Given entries>
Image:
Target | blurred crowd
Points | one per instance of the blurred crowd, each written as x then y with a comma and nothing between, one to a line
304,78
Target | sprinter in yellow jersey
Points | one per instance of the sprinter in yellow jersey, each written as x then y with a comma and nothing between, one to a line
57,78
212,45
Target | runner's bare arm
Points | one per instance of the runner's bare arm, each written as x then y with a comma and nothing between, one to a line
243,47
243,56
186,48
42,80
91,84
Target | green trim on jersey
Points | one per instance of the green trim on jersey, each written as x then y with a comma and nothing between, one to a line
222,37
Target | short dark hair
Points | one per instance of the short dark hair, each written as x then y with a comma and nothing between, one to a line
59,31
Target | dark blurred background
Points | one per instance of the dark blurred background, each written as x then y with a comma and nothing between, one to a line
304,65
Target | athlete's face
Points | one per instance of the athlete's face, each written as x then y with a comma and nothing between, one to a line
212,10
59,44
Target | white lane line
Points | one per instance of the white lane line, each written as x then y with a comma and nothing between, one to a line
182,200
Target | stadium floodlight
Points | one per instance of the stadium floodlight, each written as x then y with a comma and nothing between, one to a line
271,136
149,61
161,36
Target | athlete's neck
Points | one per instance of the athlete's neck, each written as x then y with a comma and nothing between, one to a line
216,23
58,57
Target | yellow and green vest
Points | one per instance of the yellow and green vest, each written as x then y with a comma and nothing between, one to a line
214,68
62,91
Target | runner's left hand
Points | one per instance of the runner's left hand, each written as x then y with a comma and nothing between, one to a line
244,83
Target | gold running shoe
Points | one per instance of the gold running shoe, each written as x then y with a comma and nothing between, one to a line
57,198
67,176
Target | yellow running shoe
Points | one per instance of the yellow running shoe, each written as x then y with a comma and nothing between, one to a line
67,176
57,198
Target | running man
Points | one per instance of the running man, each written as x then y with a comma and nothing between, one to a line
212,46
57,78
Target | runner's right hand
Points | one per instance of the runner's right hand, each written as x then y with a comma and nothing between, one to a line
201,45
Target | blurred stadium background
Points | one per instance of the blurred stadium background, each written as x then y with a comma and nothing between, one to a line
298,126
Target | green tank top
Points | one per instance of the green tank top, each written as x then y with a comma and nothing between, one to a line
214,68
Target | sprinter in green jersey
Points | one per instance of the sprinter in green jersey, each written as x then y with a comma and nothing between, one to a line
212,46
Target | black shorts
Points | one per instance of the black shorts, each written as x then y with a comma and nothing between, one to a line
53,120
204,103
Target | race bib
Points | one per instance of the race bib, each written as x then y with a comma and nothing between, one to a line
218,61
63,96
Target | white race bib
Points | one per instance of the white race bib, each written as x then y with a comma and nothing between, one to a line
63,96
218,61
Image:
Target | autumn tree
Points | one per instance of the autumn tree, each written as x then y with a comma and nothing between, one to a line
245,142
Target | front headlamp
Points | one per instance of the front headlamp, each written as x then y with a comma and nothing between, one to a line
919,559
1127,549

Your goal>
In the listing above, locate the line containing "Points | one per instance of the blurred crowd, each" and the line containing "Target | green trim on jersey". Transcribe those two lines and everything between them, exactly as written.

Task output>
Points | one per instance of the blurred crowd, each written as x then y with a comma and nothing between, one to a line
304,78
Target | sprinter in yellow jersey
Points | one per instance of the sprinter in yellow jersey, each written as x then y with a comma and nothing between, one to a line
57,78
212,45
Target | runner's bare arm
Points | one per instance of the runner's bare arm, each written as x then y with a comma and nothing between, one to a line
243,47
243,56
186,48
42,80
91,84
Target | green trim on jersey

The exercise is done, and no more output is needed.